╭─ ENTRIES PROVIDED

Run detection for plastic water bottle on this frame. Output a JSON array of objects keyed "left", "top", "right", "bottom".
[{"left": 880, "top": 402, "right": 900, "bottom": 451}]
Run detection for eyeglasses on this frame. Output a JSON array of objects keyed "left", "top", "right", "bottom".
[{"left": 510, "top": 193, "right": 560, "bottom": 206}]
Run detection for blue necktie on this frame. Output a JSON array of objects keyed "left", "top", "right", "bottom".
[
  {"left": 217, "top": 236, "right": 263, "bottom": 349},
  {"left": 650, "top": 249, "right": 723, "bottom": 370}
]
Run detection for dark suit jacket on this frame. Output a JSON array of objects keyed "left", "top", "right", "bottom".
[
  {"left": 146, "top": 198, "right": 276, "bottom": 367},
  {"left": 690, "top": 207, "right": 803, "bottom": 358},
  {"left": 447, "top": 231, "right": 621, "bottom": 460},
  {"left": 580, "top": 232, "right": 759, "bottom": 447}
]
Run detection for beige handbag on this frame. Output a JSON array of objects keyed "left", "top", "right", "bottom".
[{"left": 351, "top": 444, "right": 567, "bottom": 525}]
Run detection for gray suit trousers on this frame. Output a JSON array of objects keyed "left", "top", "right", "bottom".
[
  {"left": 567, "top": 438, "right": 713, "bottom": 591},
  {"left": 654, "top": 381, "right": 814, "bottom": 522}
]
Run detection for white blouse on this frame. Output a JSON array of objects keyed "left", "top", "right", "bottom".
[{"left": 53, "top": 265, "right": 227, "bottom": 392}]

╰─

WHAT YOU ARE ASKED TO DO: Please update the material above by changing "frame" to "image" everywhere it occurs, keeping every other part unchanged.

OUTPUT:
Run detection for plastic water bottle on this image. Output a JSON array of objects keyed "left", "top", "right", "bottom".
[{"left": 880, "top": 402, "right": 900, "bottom": 451}]
Run detection for eyeglasses on this image. Output a JSON array of objects keyed "left", "top", "right", "bottom".
[{"left": 510, "top": 193, "right": 560, "bottom": 206}]
Run detection for blue necktie on this image. Output a JSON array of objects keyed "left", "top", "right", "bottom".
[
  {"left": 217, "top": 236, "right": 263, "bottom": 349},
  {"left": 650, "top": 249, "right": 723, "bottom": 370}
]
Run detection for dark suit jacket on this image. Output a JSON array of objects keyed "left", "top", "right", "bottom".
[
  {"left": 146, "top": 198, "right": 276, "bottom": 367},
  {"left": 690, "top": 207, "right": 803, "bottom": 358},
  {"left": 447, "top": 231, "right": 621, "bottom": 460},
  {"left": 580, "top": 232, "right": 759, "bottom": 447}
]
Run detection for beige handbag on this image. Output a JSON array of objects keyed "left", "top", "right", "bottom".
[{"left": 351, "top": 444, "right": 567, "bottom": 525}]
Run detection for gray suit trousers on this image. Output a JSON array of objects keyed "left", "top", "right", "bottom".
[
  {"left": 567, "top": 438, "right": 713, "bottom": 591},
  {"left": 654, "top": 381, "right": 814, "bottom": 522}
]
Run detection for white blouse on this image. Output a JSON array of objects keyed "left", "top", "right", "bottom".
[{"left": 53, "top": 265, "right": 227, "bottom": 392}]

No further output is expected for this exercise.